**PAGE EXCERPT**
★ ★ ★

Monday, 17 January 2022 07:12

By Matthew Pells with additional reporting from Joe Gerrard, Local Democracy Reporter

East Riding of Yorkshire Council is to write to Defra to express urgent concern over the future of Pig Farming in the county after 10,000 animals were culled.

The east riding is the largest Pig Farming area in the UK but councillors have heard that many farmers are facing problems resulting from a shortage of workers in pig processing plants.

Conservative Cllr Charlie Dewhirst, who is also a policy advisor for for the National Pig Association, said farmers were currently losing around £25 per pig because of worker shortages.

Ten thousand pigs were culled in the East Riding in the run up to Christmas because there was not enough capacity in the meat processing plants. Staff shortages have lead to massive backlogs at processing plants, with farmers unable to move the pigs off their farms.

Now the east riding of Yorkshire Council is to write to Defra to express serious concerns for the future of the industry.

Councillor Dewhurst says farmers are suffering because of the issues in the meat processing industry, he wants the government to look at the situation.

East Riding councillors have backed a motion which instructions the authority to write to the government raising concerns for farmers and to explore ways to help. The motion stated an estimated 10,000 pigs had been culled in the East Riding in the run up to Christmas.

The East Riding is one of the largest pig farming areas in the UK, accounting for around 37 per cent of its total livestock.

Cllr Phil Davison said Brexit had fuelled the worker shortage, adding EU nationals accounted for 60 per cent of local pig processors and many had returned to their home countries.

The Liberal Democrat said:

“This industry is important to the rural economy of the East Riding.

★ ★ ★

**SOURCE INFORMATION**

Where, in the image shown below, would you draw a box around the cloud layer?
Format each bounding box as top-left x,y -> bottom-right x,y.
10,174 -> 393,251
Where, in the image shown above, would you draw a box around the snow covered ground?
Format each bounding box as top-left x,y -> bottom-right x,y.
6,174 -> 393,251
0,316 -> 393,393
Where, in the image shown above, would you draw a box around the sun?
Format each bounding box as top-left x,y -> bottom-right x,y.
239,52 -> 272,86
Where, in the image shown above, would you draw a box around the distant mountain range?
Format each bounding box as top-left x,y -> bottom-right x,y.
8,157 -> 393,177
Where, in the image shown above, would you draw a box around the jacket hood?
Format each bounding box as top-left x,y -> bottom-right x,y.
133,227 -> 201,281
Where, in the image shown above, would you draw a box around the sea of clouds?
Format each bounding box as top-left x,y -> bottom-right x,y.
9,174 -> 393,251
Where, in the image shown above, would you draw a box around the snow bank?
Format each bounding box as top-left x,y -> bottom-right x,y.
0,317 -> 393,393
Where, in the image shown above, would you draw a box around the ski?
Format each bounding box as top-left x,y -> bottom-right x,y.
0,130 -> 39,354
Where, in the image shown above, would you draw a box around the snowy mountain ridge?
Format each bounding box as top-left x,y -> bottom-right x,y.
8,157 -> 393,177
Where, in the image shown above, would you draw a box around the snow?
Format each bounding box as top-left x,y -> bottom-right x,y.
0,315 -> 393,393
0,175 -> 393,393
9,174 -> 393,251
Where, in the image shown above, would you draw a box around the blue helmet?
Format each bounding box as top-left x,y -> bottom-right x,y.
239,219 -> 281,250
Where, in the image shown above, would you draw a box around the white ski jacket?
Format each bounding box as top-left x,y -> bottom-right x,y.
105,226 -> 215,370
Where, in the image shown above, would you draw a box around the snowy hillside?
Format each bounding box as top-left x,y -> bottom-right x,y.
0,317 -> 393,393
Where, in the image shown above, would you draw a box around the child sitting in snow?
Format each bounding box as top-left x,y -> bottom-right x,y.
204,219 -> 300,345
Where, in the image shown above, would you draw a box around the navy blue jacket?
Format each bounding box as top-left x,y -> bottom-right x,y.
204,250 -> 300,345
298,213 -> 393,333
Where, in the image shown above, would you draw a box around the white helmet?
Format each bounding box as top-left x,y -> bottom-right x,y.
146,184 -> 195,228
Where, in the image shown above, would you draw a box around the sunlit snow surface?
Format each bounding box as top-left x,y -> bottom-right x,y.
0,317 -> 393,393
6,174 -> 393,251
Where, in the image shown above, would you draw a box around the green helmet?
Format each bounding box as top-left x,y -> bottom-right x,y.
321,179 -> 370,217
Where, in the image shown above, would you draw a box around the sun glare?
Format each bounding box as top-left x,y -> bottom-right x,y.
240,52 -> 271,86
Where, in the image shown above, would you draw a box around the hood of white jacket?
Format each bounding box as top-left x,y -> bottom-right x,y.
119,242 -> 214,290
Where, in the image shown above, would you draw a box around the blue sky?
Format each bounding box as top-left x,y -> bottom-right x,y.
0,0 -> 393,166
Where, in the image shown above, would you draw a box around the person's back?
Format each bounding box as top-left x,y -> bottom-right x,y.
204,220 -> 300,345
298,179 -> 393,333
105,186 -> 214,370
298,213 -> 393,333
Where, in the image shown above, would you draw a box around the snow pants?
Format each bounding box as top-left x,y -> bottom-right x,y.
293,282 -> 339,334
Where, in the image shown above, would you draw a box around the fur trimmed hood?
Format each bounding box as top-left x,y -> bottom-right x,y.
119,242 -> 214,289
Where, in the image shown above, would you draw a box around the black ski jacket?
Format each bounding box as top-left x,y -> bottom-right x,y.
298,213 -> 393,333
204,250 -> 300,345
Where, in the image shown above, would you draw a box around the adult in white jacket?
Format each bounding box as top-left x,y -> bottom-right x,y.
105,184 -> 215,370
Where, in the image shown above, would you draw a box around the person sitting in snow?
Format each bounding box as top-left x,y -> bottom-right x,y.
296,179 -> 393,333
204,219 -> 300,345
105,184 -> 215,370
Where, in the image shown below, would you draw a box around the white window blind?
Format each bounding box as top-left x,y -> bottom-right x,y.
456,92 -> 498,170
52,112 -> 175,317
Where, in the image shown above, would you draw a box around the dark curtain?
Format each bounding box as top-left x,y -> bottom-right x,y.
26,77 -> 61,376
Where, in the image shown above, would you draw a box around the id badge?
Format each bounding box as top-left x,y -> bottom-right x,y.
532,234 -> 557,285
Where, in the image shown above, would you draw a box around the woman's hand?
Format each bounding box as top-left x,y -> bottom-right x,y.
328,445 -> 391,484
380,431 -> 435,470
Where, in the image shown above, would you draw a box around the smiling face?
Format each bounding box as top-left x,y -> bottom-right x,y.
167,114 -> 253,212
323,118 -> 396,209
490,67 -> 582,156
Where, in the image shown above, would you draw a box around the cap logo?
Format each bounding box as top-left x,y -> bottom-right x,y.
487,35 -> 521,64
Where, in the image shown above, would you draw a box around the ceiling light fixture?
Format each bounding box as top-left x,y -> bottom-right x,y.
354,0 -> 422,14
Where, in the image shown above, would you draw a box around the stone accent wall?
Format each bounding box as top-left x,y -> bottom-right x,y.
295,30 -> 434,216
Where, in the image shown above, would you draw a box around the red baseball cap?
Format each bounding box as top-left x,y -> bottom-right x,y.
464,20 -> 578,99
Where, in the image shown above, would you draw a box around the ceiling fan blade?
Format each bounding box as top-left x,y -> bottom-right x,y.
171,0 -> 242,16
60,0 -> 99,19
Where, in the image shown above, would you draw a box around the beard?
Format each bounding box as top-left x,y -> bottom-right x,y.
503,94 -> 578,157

★ ★ ★

**ABOUT THIS TASK**
Continue the news report on the East Riding pig cull from the point where it stops.

**OUTPUT**
“The Brexit policy, it cannot be denied, affected this industry.

“The prime minister’s reaction to pigs being incinerated or culled was that they’ve got to die sometime, that was a callous and derisory reaction.

“What is needed is for the government to acknowledge there is a problem and to act.

“It could act by temporary restrictions on imported pork, a longer guaranteed period of work for those migrant workers it should encourage to return and investment in training for workers in the processing chain.”

Cllr John Holtby said the council needed to go further with its call to look into the pig supply chain which was not working properly.

The councillor, who is a farmer, said:

“The pandemic has also encouraged people who do so much in processing to return to their home countries.

“Farmers have been unable to move pigs at the right time so they stay on farms, eating and becoming overweight, out of the contract specification.

“The processor then slashes the price thus causing the farms to lose a lot of money very quickly.

“If they can still not be moved then the unacceptable scenario arises where the pigs have to be culled at huge expense to the farmer and causes waste.”